→ Extracted data

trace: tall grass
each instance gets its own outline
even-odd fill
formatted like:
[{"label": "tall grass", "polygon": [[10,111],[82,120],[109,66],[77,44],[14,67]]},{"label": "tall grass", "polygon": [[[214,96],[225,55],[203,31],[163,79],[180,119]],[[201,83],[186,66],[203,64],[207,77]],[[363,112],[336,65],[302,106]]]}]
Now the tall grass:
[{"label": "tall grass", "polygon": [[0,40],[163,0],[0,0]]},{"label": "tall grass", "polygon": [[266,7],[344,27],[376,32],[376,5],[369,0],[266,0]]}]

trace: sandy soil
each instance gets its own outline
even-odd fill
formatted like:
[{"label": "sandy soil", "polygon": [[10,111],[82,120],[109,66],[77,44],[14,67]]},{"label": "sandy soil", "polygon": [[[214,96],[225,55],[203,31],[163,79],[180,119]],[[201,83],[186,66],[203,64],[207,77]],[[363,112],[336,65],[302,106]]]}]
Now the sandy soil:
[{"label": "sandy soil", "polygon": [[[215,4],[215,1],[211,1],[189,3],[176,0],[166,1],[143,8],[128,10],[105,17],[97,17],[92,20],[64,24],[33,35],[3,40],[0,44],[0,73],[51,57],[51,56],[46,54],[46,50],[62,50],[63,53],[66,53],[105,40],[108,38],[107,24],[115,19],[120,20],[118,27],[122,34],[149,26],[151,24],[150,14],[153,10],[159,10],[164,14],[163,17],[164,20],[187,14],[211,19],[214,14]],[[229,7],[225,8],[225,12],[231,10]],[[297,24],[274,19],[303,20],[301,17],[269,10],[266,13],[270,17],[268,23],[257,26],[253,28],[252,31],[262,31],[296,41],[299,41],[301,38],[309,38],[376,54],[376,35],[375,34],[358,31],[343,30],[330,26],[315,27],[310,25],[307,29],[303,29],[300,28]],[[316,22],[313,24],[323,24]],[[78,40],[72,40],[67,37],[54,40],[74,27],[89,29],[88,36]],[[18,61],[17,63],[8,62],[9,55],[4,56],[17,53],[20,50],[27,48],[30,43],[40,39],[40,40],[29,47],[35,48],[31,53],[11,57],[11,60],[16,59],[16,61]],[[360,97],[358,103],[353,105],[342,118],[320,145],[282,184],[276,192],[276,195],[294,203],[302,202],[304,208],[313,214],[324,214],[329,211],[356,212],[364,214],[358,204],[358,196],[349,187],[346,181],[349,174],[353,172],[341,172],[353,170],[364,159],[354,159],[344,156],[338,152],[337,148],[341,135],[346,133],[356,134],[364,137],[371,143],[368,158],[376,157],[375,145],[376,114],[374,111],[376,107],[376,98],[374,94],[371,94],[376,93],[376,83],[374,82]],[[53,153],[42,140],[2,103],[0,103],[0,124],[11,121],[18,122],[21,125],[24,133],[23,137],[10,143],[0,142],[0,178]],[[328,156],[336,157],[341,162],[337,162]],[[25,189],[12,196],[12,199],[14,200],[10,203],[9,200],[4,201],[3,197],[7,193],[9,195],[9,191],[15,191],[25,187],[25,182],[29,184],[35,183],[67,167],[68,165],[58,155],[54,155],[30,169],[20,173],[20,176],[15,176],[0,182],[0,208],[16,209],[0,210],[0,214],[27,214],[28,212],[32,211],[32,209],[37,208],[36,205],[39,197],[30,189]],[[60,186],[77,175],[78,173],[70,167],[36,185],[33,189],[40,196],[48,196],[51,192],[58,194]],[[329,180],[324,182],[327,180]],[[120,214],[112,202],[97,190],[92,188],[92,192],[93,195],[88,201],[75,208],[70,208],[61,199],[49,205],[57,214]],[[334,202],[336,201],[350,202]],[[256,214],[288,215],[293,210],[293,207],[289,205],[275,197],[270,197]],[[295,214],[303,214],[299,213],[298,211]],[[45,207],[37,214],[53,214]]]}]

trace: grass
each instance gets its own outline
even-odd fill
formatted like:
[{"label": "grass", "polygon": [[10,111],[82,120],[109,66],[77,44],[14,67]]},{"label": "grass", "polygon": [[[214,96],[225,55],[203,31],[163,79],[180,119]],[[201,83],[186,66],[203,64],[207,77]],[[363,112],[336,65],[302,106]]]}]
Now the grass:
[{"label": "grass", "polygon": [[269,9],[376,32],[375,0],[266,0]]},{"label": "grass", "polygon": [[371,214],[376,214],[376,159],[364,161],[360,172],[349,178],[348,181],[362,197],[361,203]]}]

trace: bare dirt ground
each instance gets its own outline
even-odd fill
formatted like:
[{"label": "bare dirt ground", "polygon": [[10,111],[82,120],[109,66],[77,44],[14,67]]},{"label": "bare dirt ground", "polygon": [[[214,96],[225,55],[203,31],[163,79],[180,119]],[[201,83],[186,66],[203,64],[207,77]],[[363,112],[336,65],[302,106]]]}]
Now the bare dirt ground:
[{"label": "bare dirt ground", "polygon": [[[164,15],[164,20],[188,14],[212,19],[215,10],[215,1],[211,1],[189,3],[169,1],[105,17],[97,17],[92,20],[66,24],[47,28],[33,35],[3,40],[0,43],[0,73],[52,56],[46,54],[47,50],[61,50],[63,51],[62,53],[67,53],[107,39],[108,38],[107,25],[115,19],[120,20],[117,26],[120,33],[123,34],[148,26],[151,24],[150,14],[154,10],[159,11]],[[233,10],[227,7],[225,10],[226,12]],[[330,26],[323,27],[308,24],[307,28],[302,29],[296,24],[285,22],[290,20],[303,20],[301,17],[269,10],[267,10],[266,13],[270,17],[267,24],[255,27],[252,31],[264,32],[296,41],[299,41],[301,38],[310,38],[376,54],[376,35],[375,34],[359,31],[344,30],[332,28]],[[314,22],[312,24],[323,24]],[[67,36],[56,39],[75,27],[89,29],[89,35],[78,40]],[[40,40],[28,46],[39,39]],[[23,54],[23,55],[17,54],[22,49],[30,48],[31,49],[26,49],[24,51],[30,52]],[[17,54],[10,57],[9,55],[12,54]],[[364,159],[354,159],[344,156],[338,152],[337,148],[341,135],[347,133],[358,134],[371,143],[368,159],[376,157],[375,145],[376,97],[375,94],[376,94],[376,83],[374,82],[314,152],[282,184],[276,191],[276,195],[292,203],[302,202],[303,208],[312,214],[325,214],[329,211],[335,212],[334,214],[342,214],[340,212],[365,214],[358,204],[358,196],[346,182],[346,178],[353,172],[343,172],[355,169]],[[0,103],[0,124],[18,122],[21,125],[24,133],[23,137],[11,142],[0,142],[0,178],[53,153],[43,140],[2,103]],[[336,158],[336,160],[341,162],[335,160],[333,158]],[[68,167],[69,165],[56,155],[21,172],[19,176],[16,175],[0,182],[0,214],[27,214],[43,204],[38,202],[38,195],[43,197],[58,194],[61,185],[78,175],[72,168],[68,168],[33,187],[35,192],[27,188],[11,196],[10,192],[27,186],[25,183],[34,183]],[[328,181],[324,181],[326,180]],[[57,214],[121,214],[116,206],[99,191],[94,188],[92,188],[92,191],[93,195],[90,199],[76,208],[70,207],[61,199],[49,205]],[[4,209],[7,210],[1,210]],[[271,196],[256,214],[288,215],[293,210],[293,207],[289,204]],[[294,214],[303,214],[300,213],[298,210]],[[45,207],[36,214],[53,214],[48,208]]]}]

→ Stated problem
Rewrite everything from the line containing "trace: bare dirt ground" down to the line containing "Now the bare", changing "bare dirt ground" to "exposed soil" and leaving the rest of those lines unaltered.

→ Task result
trace: exposed soil
each instance gets its own outline
even-odd fill
formatted like:
[{"label": "exposed soil", "polygon": [[10,111],[82,120],[109,66],[77,44],[14,67]]},{"label": "exposed soil", "polygon": [[[214,96],[225,55],[203,31],[163,79],[180,119]],[[201,83],[186,66],[203,64],[207,77]],[[363,112],[336,65],[302,106]]]}]
Now the exposed soil:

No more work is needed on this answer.